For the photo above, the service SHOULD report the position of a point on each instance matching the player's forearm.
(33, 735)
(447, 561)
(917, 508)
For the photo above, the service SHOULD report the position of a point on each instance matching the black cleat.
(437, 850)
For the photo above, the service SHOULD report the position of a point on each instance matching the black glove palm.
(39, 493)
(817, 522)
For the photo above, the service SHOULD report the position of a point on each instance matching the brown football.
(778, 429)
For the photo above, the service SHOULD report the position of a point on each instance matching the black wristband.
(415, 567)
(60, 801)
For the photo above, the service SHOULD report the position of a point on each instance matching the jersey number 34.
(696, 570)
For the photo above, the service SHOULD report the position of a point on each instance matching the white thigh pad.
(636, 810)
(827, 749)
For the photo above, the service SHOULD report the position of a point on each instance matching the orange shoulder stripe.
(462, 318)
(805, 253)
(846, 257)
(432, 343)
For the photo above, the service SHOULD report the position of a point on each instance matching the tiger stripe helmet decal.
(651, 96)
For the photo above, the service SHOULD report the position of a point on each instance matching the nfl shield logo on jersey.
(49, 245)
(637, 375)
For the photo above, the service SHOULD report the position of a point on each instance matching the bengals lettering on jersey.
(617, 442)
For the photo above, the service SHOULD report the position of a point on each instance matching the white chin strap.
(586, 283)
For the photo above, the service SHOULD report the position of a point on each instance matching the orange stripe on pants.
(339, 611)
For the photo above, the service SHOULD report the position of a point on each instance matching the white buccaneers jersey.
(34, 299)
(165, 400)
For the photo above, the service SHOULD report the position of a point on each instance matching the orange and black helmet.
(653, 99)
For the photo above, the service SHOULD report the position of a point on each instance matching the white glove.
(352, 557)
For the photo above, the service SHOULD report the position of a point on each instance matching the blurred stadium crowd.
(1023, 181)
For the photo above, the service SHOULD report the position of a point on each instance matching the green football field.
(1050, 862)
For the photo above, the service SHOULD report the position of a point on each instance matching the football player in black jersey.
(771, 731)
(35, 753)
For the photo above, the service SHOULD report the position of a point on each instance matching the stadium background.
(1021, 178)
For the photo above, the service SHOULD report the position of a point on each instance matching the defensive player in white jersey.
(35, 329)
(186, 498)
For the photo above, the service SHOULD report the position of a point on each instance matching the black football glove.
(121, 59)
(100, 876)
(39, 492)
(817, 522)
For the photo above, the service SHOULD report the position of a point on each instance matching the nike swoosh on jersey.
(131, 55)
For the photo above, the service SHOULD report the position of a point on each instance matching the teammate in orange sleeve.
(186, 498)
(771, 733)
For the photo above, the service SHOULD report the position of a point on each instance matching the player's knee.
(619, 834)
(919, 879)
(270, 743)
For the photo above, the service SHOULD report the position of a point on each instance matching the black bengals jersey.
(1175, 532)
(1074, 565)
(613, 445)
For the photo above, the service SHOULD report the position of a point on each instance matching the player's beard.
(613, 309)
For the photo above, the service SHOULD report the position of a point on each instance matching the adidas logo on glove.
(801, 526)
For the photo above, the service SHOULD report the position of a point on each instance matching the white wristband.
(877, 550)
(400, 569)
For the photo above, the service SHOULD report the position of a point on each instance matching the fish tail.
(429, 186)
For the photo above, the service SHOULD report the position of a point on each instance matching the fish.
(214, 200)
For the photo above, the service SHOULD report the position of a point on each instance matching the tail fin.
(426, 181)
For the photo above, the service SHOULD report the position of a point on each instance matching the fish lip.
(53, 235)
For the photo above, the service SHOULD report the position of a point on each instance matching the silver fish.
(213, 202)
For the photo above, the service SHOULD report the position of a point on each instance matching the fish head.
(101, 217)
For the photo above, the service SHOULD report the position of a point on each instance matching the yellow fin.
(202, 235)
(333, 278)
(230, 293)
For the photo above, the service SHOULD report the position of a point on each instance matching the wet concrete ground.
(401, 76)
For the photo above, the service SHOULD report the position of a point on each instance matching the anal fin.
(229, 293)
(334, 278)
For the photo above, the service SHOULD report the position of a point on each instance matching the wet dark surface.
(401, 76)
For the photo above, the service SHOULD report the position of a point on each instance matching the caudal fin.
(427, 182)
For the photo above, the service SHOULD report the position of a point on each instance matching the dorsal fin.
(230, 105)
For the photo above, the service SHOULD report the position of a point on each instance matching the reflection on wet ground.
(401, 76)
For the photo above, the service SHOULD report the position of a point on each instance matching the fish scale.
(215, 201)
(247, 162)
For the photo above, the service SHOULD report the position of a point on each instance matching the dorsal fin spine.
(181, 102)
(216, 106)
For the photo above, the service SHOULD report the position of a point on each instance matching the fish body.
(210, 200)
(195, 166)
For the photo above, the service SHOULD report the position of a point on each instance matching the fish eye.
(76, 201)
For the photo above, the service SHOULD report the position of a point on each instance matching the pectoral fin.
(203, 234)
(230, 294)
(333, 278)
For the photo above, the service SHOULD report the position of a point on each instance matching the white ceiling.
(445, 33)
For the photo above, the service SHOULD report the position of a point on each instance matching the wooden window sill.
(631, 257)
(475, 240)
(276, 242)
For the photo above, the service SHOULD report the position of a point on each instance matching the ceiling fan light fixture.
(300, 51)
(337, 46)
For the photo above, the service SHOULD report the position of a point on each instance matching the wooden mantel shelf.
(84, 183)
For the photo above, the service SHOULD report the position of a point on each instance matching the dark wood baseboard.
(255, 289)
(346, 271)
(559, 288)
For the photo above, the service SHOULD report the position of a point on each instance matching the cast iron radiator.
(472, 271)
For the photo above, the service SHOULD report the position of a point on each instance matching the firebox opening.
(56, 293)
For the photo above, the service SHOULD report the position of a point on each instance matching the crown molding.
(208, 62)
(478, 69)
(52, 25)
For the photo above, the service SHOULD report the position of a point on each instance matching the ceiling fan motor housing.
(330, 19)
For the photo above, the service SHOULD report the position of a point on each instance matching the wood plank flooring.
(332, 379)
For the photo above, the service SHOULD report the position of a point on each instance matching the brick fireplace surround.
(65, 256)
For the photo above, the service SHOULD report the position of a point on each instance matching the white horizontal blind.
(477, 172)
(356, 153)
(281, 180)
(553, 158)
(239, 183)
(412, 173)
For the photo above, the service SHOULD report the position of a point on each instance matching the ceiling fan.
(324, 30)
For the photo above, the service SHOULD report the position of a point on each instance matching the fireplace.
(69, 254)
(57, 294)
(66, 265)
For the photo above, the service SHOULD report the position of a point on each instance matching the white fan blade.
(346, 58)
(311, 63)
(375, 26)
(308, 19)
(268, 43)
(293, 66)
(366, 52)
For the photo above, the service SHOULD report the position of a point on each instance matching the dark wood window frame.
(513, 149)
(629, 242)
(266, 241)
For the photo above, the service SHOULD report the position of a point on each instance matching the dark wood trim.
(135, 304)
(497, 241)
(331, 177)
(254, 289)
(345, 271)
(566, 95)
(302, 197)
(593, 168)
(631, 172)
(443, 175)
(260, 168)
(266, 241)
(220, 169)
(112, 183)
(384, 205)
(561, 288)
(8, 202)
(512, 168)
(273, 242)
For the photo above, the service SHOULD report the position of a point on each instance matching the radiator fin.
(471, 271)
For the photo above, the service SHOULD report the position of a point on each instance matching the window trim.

____

### Exercise goal
Print all of the items above again, word for word and in their original order.

### The reply
For the photo above, the service SHOULD report the position of a point on each instance matching the player's forearm.
(33, 735)
(447, 561)
(917, 508)
For the photo above, the service SHOULD report the position of a point on each instance matching the black cleat.
(437, 850)
For the photo above, the service SHOULD report the position of a point on each instance matching the black glove palm.
(39, 493)
(817, 522)
For the photo above, the service SHOULD report the position of a point on each instance matching the brown football.
(778, 429)
For the photo above, the service SHOULD report the position of a point on each instance matching the black wristband.
(415, 567)
(60, 801)
For the photo above, the service SHOULD report the position of a point on each instance matching the jersey number 34.
(696, 570)
For the photo above, the service SHOULD report the position of a point on each instance matching the white thigh pad.
(636, 810)
(827, 749)
For the photo above, the service SHOULD report the position of a point on each instance matching the orange shoulder stripe.
(462, 318)
(805, 253)
(846, 257)
(432, 343)
For the photo above, the service SHOULD report the position of a point on each instance matching the tiger stripe helmet decal.
(651, 96)
For the photo above, the service SHOULD report the position of a point on each instance matching the nfl shield logo on jersey.
(49, 245)
(637, 375)
For the photo above, the service SHOULD report the position of a point on each instance matching the bengals lettering on jersey.
(617, 442)
For the photo above, the service SHOULD report the position of a point on each instance matching the white chin strap.
(586, 283)
For the photo above, the service SHOULD report the position of a point on each instance matching the orange stripe on pants.
(339, 611)
For the photo above, the service SHOULD report the position of a point on each instance matching the white buccaneers jersey.
(34, 299)
(165, 400)
For the photo above, the service SHOULD report the position of a point on each instance matching the orange and black helmet.
(653, 99)
For the photo above, the service SHOULD report the position of a point on each instance matching the white glove.
(352, 557)
For the photo above, the service SHOULD report the position of a point on each instance matching the blurred stadium crowd.
(1023, 181)
For the photo above, the service SHOULD report the position of a point on each instance matching the green football field.
(1050, 862)
For the photo above, the service SHOULD report the position of a point on each instance matching the football player in black jersey.
(771, 731)
(35, 753)
For the photo above, the service SHOULD report the position of a point on each instance matching the stadium background.
(1021, 178)
For the photo above, the service SHOULD report the position of a point on each instance matching the defensive player in white jersey.
(35, 329)
(186, 498)
For the photo above, the service SHOULD report the position of a point on each instance matching the black football glove.
(121, 59)
(100, 876)
(39, 492)
(817, 522)
For the photo above, the service SHOULD report the position of a point on each instance matching the nike swoosh on jersey.
(131, 55)
For the photo above, the service SHOULD report the position of a point on each instance matching the teammate in orange sleeve.
(186, 498)
(771, 733)
For the photo above, the service SHOULD report the position of a point on each instance matching the player's knee.
(619, 834)
(919, 879)
(270, 743)
For the photo above, the service SHOULD report the position of a point on each instance matching the black bengals jersey.
(1175, 532)
(1074, 565)
(613, 445)
For the photo above, the service SHOULD report the position of a point on each instance matching the player's beard.
(613, 309)
For the photo above, the service SHOULD report the position of a point on each instance matching the adidas logo on glove.
(801, 526)
For the photo above, the service SHOULD report the position of a point on each instance matching the white wristband.
(877, 550)
(400, 569)
For the photo above, the service SHOULD report the position of a point on each instance matching the fish tail.
(429, 186)
For the photo above, the service SHOULD report the position of a point on each instance matching the fish.
(214, 200)
For the photo above, the service SHOULD report the position of a point on each instance matching the tail fin.
(426, 181)
For the photo above, the service SHOULD report the position of a point on each instance matching the fish lip.
(53, 235)
For the photo above, the service SHOULD report the position of a point on each instance matching the silver fish.
(213, 202)
For the photo above, the service SHOULD report the position of a point on each instance matching the fish head.
(101, 217)
For the photo above, the service SHOULD report the position of a point on each instance matching the yellow fin.
(202, 235)
(333, 278)
(230, 293)
For the photo above, the service SHOULD report the position of a point on each instance matching the wet concrete ground.
(401, 76)
For the photo above, the service SHOULD report the position of a point on each instance matching the anal fin.
(229, 293)
(334, 278)
For the photo above, the service SHOULD report the position of a point on each instance matching the wet dark surface.
(401, 76)
For the photo above, the service SHOULD report the position of a point on each instance matching the caudal fin.
(427, 182)
For the photo above, the service SHOULD report the position of a point on each instance matching the dorsal fin.
(230, 105)
For the photo above, the service SHOULD report the position of a point on each instance matching the reflection on wet ground.
(401, 76)
For the photo above, the service SHOULD report the position of a point on each instance matching the fish scale.
(215, 201)
(247, 162)
For the photo above, the service SHOULD report the position of a point on each instance matching the dorsal fin spine.
(181, 102)
(216, 106)
For the photo above, the service SHOULD report the position of a point on each instance matching the fish body.
(210, 200)
(195, 166)
For the photo above, the service SHOULD report the position of a point on each instance matching the fish eye.
(76, 201)
For the photo above, the service SHOULD report the position of a point on each instance matching the pectoral fin.
(203, 234)
(230, 294)
(333, 278)
For the photo above, the service SHOULD report the position of a point on each instance matching the white ceiling.
(445, 33)
For the photo above, the service SHOULD report the position of a point on each instance matching the wooden window sill.
(631, 257)
(475, 240)
(276, 242)
For the photo above, the service SHOULD report the position of a point on each instance matching the ceiling fan light fixture.
(300, 51)
(337, 46)
For the photo above, the service SHOULD report the position of a point on each instance matching the wooden mantel shelf.
(84, 183)
For the photo above, the service SHOULD report the position of a point on each instance matching the dark wood baseboard.
(255, 289)
(346, 271)
(559, 288)
For the photo above, the service SHOULD report the position of a point on each instance matching the cast iron radiator.
(472, 271)
For the photo above, the service SHOULD report the position of a point on each instance matching the firebox opening.
(56, 293)
For the photo above, the service SHOULD report the position of a point on each instance matching the crown molding.
(208, 62)
(478, 69)
(52, 25)
For the photo above, the service SHOULD report the position of a point on each instance matching the ceiling fan motor housing.
(330, 19)
For the photo above, the service SHOULD report the position of a point on each instance matching the wood plank flooring.
(332, 379)
For the photo above, the service SHOULD report the position of a point on each instance matching the brick fireplace surround.
(65, 256)
For the photo above, the service SHOULD report the position of a point on each instance matching the white horizontal blind.
(477, 172)
(356, 153)
(281, 180)
(553, 158)
(239, 183)
(412, 173)
For the photo above, the service SHOULD report the position of a point on each instance matching the ceiling fan.
(324, 30)
For the photo above, the service SHOULD report the position of a point on each instance matching the fireplace.
(69, 254)
(57, 294)
(66, 265)
For the photo above, the service SHOULD report the position of a point on each instance matching the white fan blade.
(346, 58)
(311, 63)
(375, 26)
(308, 19)
(268, 43)
(293, 66)
(366, 52)
For the photo above, the service SHOULD report the position of a point on each instance matching the dark wood window frame.
(513, 149)
(629, 242)
(266, 241)
For the photo above, the service SHOULD report the position of a point on each instance matching the dark wood trim.
(135, 304)
(497, 241)
(331, 177)
(254, 289)
(345, 271)
(566, 95)
(302, 197)
(593, 168)
(631, 172)
(443, 175)
(260, 168)
(266, 241)
(220, 169)
(112, 183)
(384, 205)
(561, 288)
(8, 202)
(512, 168)
(273, 242)
For the photo above, the service SHOULD report the position of a point on each instance matching the radiator fin.
(471, 271)
For the photo above, the service SHOULD report the position of a point on each instance matching the window trim.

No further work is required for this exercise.